*** Opening Source document ***

In Victoria, the conservative faction secured 13 of 19 seats on the party’s powerful administrative committee in late April, and has been recruiting from church groups.
With internal tensions running high, the Herald Sun obtained a recording of Victorian conservative and assistant minister to the treasurer, Michael Sukkar, saying “socialists” had infiltrated the Liberal party.
“The last bastion, the last vestige of conservatism, which is the Liberal party, is the last institution that they’re trying to get their way into,” Sukkar reportedly said. “And, like termites, they’ll get in and they’ll eat us from the inside out unless we do something”.
https://www.theguardian.com/australia-news/2018/may/08/tony-abbott-out-of-sync-with-modern-australian-values-says-george-brandis
Sukkar is another nutter that we must get rid of.
The last time we had a theocracy was called “The Dark Ages” for a reason. Society has enough problems without the handbrake of irrationality and delusion slowing us down from addressing and solving them.
Rather than arguing about the minutae of Religious Freedom we should be discussing the right to freedom FROM religion. They have a group in the USA dedicated to that specific purpose. (FFRF – a “non-profit/non-prophet organisation”).
I should have included the motion from the Menzies-Warrandyte Young Liberal branch, which is linked to Kevin Andrews, calling for state legislation allowing health practitioners “to offer counselling out of same sex attraction or gender transitioning to patients who request it”.
Because, even though we now let them get married, they are still deviates.
https://www.theage.com.au/national/victoria/guy-under-pressure-to-allow-gay-conversion-therapy-for-kids-20180414-p4z9lc.html
The Liberal Party are going to face a big choice after they lose the next election….go with the hard right or expose and purge them.
Re:
Perhaps – and on a number of levels. Losing the next election, while possible, probable and justifiable, is not a certainty. Dutton is already out and about beating the refugee (invasion) drum. His ability to manufacture a scare of monumental proportions should not be underestimated. It’s his raison d’être. On the ABC this morning, he was in full flight and if the ABC was in commercial (cost recovery) mode, his bill for the free political advertising would be massive.

*** Closing Source document ***

### [List of tasks]
**1.** In the Liberal party discussion, how many of the 19 seats on the party's administrative committee in Victoria did the conservative faction secure?
**2.** Pick up the Liberal party discussion after its last sentence and keep it going.
The items are separate material, unrelated to the Liberal party discussion.

*** Opening Exercise data ***

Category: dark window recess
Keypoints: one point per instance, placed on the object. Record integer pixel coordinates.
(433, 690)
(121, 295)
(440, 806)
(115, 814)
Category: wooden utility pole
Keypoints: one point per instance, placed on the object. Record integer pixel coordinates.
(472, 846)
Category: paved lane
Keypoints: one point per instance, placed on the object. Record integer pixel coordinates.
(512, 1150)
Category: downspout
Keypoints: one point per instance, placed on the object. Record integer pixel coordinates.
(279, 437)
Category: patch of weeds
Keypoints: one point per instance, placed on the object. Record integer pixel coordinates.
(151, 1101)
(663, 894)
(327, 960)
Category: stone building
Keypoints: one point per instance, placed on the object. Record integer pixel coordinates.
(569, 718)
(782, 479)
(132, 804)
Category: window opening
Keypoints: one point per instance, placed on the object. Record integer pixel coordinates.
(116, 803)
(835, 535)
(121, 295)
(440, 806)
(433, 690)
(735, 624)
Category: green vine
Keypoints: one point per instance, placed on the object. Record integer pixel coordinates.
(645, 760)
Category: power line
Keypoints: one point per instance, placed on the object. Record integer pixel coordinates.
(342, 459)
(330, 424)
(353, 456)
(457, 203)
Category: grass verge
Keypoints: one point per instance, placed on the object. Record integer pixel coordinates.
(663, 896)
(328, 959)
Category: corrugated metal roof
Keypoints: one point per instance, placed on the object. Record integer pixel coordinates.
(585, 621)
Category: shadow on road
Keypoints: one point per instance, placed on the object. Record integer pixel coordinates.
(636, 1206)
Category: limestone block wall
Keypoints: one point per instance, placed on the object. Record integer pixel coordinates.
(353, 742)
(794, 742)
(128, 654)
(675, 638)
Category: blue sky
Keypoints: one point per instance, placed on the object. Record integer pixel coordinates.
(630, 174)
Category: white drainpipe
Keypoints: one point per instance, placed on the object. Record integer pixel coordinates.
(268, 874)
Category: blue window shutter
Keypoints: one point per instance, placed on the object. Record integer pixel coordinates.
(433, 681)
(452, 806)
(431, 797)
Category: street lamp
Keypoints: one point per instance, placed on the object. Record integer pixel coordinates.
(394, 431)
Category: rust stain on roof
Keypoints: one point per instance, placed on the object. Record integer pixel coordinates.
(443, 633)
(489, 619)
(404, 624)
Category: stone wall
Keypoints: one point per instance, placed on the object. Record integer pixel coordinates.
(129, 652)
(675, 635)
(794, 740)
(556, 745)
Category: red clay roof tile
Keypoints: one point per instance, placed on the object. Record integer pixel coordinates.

*** Closing Exercise data ***

### [Your written answers]
**1.** 13 of the 19 seats.

**2.**
Then there’s an assumption of how Labor will behave following a win. The historical evidence suggests that Labor will move to capture more of the middle ground. After all, that’s where elections are won or lost. Thus Shorten et al will in all probability move right rather than left. If so then where will the members of the Liberal Party go? Seems to me that most Australians at in no mood to follow the Trump experiment.
But as always, the future is unknown.
I urge readers (again) to peruse this article.
I wonder how many lashes the LNP religious extremists recommend for government ministers fiddling their books and falsely padding their allowances.
If they’re going to emulate sharia law, I’d suggest they opt for the standard punishments for theft, ranging from public lashing to publicly stoning to death, amputation of hands and crucifixion. It would be interesting to see how their fellow criminals would feel about that. Note that it would be worth scrutinising the finances of the most vocal first.
Just as the loudest denouncers of gays are the most likely to be gay, I expect the loudest advocates of wicked, medieval punishments for crimes are the most likely to be crooked.
I was looking at the photo at the top of the article and thought that about the only physical work he’s ever done is having sore hands after a hard days Playstation 2 session of Grand Theft Auto.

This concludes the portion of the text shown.